Task details. Although pictures appear in the entries below, leave them out and print exactly the lines from the first line through the line containing "box: [231, 177, 266, 214]".

Given records.
----

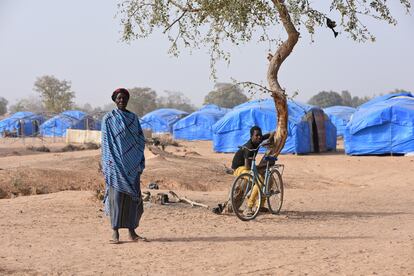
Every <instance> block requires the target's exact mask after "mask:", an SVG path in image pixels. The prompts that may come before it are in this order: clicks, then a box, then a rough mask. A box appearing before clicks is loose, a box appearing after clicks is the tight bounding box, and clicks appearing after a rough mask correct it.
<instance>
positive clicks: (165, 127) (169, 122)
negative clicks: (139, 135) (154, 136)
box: [140, 108, 188, 133]
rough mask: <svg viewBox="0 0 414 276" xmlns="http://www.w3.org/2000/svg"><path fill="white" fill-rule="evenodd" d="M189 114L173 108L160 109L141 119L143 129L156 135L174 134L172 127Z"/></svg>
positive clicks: (164, 108)
mask: <svg viewBox="0 0 414 276" xmlns="http://www.w3.org/2000/svg"><path fill="white" fill-rule="evenodd" d="M187 115H188V113H187V112H185V111H182V110H178V109H173V108H160V109H156V110H154V111H151V112H150V113H148V114H146V115H145V116H143V117H142V118H141V121H140V122H141V127H142V128H143V129H151V130H152V132H154V133H172V126H173V125H174V123H175V122H177V121H178V120H180V119H181V118H183V117H185V116H187Z"/></svg>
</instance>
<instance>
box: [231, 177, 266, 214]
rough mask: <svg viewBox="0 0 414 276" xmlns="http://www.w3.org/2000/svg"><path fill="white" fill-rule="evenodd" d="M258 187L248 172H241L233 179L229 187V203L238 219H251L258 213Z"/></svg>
mask: <svg viewBox="0 0 414 276" xmlns="http://www.w3.org/2000/svg"><path fill="white" fill-rule="evenodd" d="M258 188H259V187H258V186H257V185H255V183H254V182H253V176H252V175H251V174H249V173H243V174H241V175H239V176H238V177H237V178H236V179H235V180H234V182H233V186H232V188H231V204H232V209H233V212H234V213H235V214H236V216H237V217H238V218H239V219H241V220H243V221H247V220H252V219H254V218H255V217H256V216H257V214H258V213H259V209H260V202H261V200H262V193H261V192H260V190H259V189H258ZM254 197H256V198H254ZM249 205H250V206H249ZM249 207H251V208H249Z"/></svg>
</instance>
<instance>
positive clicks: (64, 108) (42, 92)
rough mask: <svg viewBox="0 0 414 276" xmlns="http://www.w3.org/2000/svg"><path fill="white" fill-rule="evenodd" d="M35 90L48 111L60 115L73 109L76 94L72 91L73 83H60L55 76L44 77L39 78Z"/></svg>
mask: <svg viewBox="0 0 414 276" xmlns="http://www.w3.org/2000/svg"><path fill="white" fill-rule="evenodd" d="M34 90H35V91H36V92H38V93H39V94H40V96H41V98H42V101H43V104H44V106H45V108H46V110H47V111H49V112H53V113H60V112H62V111H65V110H68V109H71V108H72V107H73V100H74V98H75V92H73V91H72V90H71V83H70V82H68V81H66V80H63V81H60V80H58V79H57V78H55V77H54V76H43V77H40V78H37V80H36V82H35V84H34Z"/></svg>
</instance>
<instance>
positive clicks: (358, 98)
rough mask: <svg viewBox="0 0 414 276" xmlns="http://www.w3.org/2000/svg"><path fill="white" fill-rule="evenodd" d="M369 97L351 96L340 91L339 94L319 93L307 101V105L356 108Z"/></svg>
mask: <svg viewBox="0 0 414 276" xmlns="http://www.w3.org/2000/svg"><path fill="white" fill-rule="evenodd" d="M370 99H371V98H370V97H367V96H365V97H358V96H352V95H351V93H349V91H346V90H345V91H342V92H341V93H338V92H335V91H321V92H319V93H318V94H316V95H314V96H313V97H312V98H310V99H309V101H308V103H309V104H311V105H316V106H320V107H329V106H335V105H345V106H351V107H357V106H359V105H361V104H363V103H365V102H367V101H369V100H370Z"/></svg>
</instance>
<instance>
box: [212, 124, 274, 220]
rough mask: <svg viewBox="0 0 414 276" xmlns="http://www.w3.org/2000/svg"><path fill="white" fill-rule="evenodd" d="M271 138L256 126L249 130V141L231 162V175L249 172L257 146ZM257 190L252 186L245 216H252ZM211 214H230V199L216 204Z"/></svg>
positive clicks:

----

Expected answer.
Every <instance> block requires the target's exact mask after "mask:", an SVG path in image pixels. The prompts that may come before it are in this order: clicks, then a box, then a rough mask. A box appearing before clicks is loose, a box appearing after clicks is the tight bounding box, and clicks appearing after a rough mask correct it.
<instance>
positive clicks: (165, 127) (169, 122)
negative clicks: (139, 135) (154, 136)
box: [140, 108, 188, 133]
rough mask: <svg viewBox="0 0 414 276" xmlns="http://www.w3.org/2000/svg"><path fill="white" fill-rule="evenodd" d="M189 114L173 108L160 109L141 119L143 129L156 135L174 134L172 127Z"/></svg>
positive clicks: (164, 108)
mask: <svg viewBox="0 0 414 276" xmlns="http://www.w3.org/2000/svg"><path fill="white" fill-rule="evenodd" d="M187 115H188V113H187V112H185V111H182V110H178V109H173V108H160V109H156V110H154V111H151V112H150V113H148V114H146V115H145V116H143V117H142V118H141V121H140V122H141V127H142V128H143V129H151V130H152V132H154V133H172V126H173V125H174V123H175V122H177V121H178V120H180V119H181V118H183V117H185V116H187Z"/></svg>
</instance>
<instance>
box: [231, 177, 266, 214]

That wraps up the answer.